[대상 지점 레이블]
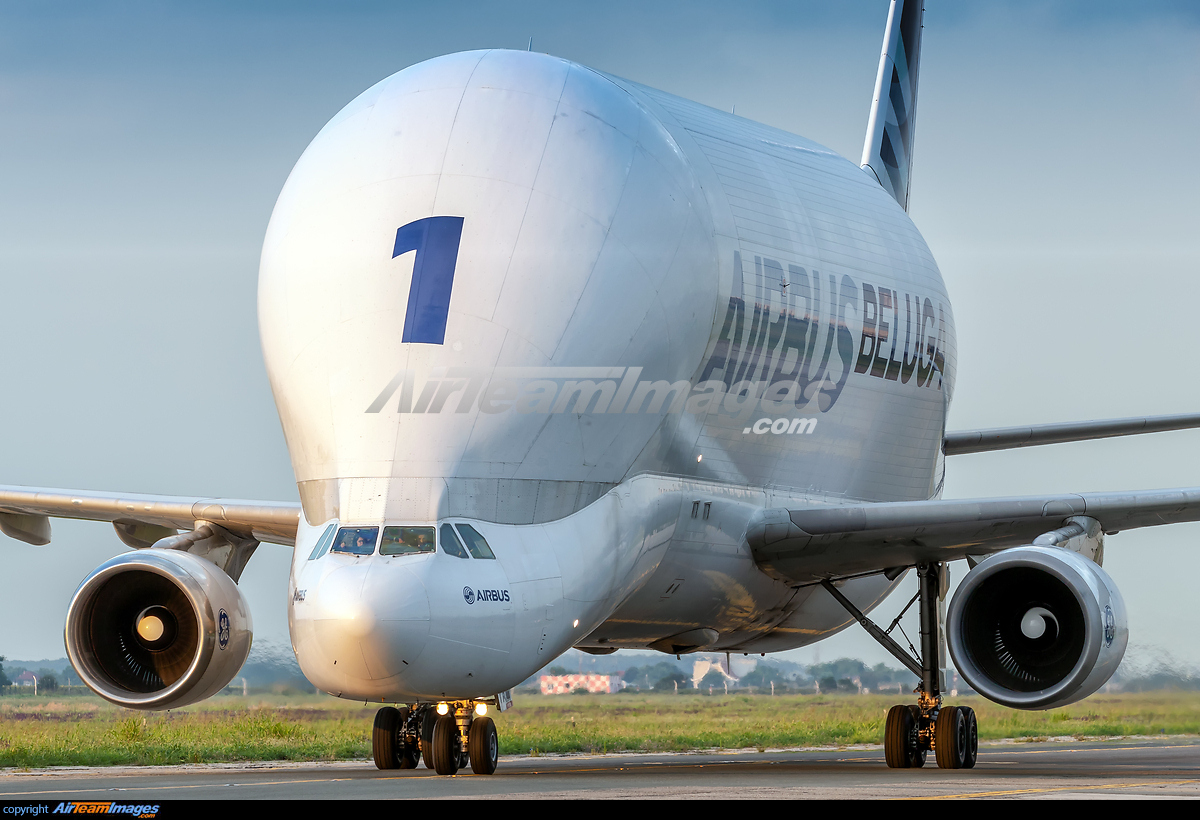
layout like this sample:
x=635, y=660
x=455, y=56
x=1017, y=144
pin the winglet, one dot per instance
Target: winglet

...

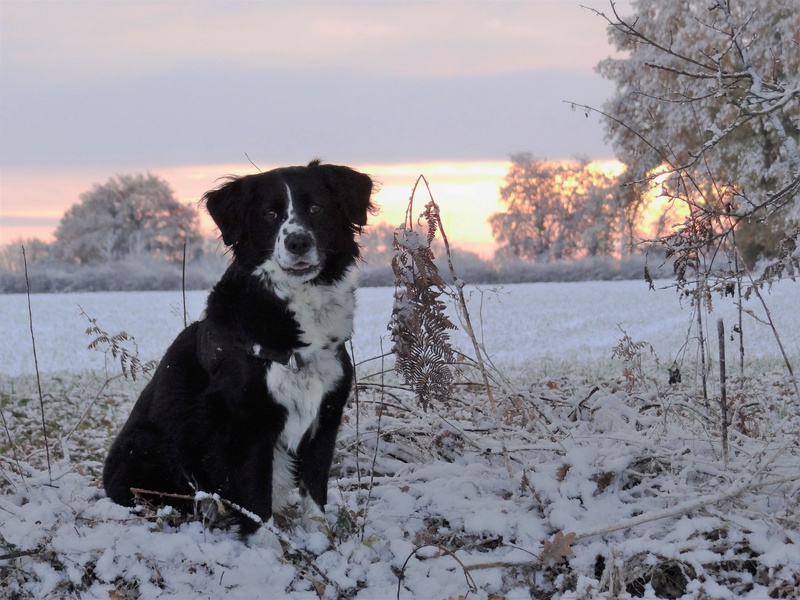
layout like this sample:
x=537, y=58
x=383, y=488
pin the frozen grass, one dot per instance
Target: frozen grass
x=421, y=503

● 지시문: 기록에서 "instance" 단어가 들어 있는 줄을 모두 모아 옮겨 적어 주시겠어요? 대소문자는 구분합니다.

● 실행 결과:
pin the winglet, one dot per instance
pin the frozen grass, one dot per instance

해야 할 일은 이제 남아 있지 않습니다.